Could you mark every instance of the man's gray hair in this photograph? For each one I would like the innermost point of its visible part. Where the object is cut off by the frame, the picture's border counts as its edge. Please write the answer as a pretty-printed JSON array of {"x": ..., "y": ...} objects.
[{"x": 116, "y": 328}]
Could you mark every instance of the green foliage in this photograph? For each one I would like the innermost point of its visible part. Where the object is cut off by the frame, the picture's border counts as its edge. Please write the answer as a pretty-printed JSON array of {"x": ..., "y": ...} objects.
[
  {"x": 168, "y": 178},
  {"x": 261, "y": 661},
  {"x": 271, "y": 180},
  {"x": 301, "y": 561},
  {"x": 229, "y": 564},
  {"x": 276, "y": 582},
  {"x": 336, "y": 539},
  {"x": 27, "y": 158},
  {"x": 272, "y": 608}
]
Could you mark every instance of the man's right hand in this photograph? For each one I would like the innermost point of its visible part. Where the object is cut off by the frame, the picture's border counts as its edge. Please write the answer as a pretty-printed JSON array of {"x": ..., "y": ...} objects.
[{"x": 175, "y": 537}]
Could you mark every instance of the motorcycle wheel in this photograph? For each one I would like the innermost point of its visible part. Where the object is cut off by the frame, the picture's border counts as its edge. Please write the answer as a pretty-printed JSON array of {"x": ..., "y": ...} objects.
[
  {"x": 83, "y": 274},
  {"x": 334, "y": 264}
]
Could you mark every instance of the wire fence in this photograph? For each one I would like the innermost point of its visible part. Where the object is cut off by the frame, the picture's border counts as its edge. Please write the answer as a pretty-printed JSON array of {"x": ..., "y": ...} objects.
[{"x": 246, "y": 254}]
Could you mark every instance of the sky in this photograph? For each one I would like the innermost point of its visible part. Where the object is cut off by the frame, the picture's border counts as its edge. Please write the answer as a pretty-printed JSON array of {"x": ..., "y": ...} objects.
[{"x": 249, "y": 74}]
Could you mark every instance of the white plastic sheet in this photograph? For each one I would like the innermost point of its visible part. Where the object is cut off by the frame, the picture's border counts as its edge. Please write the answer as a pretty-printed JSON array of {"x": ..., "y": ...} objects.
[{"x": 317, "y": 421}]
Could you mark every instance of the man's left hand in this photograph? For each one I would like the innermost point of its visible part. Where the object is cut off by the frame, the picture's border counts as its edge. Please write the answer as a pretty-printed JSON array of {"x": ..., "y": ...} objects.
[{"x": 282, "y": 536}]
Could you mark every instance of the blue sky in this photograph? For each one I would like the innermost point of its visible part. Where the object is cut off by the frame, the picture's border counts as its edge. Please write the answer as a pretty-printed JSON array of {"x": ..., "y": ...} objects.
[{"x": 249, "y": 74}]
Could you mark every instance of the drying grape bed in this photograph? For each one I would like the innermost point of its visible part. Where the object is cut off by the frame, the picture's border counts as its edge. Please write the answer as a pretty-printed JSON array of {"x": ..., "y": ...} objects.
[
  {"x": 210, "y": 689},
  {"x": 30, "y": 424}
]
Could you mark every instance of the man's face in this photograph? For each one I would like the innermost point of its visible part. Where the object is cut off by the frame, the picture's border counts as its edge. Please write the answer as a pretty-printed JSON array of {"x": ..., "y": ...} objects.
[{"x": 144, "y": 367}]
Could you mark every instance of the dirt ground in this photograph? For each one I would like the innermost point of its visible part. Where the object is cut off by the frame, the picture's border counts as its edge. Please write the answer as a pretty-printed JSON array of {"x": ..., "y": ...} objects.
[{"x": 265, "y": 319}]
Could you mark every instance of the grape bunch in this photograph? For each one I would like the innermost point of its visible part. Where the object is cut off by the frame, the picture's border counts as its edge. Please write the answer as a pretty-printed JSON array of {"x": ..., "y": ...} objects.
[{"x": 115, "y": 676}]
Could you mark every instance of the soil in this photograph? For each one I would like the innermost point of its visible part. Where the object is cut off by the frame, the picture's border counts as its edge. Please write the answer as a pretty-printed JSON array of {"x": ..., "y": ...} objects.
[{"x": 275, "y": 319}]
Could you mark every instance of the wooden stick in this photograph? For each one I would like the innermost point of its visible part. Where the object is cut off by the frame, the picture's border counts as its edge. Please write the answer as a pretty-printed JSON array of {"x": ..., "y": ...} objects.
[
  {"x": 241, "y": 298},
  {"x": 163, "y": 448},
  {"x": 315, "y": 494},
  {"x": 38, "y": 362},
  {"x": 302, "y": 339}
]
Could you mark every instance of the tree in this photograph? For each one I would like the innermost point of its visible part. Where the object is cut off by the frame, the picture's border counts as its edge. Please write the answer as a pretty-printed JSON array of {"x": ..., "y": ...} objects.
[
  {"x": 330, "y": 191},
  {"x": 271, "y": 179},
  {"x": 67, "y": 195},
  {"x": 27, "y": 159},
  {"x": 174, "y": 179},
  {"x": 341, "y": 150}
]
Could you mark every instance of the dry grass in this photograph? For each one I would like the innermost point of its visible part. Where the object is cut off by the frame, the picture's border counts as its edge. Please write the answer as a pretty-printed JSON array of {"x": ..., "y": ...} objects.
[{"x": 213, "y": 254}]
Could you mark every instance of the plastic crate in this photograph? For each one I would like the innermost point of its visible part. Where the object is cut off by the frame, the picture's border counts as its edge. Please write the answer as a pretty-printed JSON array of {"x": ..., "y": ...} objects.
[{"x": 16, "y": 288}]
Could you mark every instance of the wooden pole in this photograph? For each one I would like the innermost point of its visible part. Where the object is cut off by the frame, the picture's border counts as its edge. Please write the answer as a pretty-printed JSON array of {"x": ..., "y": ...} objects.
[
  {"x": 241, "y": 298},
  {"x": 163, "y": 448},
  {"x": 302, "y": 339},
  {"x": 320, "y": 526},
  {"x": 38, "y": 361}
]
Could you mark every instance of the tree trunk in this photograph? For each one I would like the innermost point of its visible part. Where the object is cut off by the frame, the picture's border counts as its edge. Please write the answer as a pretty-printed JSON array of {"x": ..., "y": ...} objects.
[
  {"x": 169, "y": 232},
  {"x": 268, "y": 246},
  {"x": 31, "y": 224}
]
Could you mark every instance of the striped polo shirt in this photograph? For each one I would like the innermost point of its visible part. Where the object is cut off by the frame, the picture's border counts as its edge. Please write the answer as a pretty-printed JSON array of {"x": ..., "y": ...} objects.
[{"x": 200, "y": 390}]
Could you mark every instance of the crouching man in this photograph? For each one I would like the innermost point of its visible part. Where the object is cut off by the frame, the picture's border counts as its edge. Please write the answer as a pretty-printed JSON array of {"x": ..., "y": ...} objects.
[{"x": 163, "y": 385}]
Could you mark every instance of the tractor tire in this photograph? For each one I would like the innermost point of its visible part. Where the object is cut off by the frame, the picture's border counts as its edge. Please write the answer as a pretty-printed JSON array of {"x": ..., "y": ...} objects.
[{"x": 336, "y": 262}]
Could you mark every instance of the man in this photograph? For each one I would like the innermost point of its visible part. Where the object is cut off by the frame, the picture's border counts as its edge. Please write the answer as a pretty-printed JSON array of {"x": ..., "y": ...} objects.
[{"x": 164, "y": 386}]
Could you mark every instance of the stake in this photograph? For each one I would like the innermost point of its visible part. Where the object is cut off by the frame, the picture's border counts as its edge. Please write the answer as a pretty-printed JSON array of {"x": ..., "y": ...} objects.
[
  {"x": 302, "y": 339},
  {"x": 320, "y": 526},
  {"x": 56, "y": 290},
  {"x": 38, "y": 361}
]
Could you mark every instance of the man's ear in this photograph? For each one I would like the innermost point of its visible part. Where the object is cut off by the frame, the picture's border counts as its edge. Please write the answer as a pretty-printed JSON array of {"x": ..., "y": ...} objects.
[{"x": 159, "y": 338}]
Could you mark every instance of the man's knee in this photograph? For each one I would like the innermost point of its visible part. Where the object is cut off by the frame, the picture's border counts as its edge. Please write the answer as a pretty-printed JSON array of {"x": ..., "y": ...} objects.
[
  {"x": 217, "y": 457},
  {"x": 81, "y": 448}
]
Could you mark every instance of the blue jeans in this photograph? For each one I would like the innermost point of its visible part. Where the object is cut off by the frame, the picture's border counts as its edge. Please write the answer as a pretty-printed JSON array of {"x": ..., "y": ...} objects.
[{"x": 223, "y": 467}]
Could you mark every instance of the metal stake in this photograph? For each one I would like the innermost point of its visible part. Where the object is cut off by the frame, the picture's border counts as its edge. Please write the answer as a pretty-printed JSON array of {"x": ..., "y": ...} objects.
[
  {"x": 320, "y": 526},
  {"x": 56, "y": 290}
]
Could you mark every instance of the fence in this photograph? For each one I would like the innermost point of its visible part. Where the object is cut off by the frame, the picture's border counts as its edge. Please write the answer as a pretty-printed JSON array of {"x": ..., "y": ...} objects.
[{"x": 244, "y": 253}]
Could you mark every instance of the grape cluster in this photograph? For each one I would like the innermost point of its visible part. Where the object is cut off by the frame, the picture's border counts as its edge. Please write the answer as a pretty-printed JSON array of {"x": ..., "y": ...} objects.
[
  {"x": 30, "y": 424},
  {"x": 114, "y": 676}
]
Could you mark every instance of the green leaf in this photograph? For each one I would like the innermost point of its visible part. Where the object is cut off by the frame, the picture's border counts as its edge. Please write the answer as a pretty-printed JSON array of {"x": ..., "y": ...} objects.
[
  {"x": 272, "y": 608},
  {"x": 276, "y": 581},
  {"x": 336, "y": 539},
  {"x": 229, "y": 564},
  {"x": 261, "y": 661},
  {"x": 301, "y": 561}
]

## WORK TO COMPLETE
Write out, unchanged, the rows from the one containing "Could you mark every instance of the grape cluster" through the last of the rows, including both ends.

## FINAL RESULT
Could you mark every instance of the grape cluster in this photograph? For each one I would like the innermost point of its visible part. Where the object is cut off by the frame, the picture's border counts as its edge. Please write the answer as a pretty-printed JSON array of {"x": ..., "y": ...} objects.
[
  {"x": 30, "y": 424},
  {"x": 114, "y": 676}
]
Could you mark every instance of the green leaf in this photograph? For each one I would like the innermost point of its visible part. Where the object is cut off by the frame, the picture's border counts as its edge. Please write the answer as a pretty-printed JSON array of {"x": ..., "y": ...} objects.
[
  {"x": 272, "y": 608},
  {"x": 276, "y": 581},
  {"x": 336, "y": 539},
  {"x": 229, "y": 564},
  {"x": 261, "y": 661},
  {"x": 301, "y": 561}
]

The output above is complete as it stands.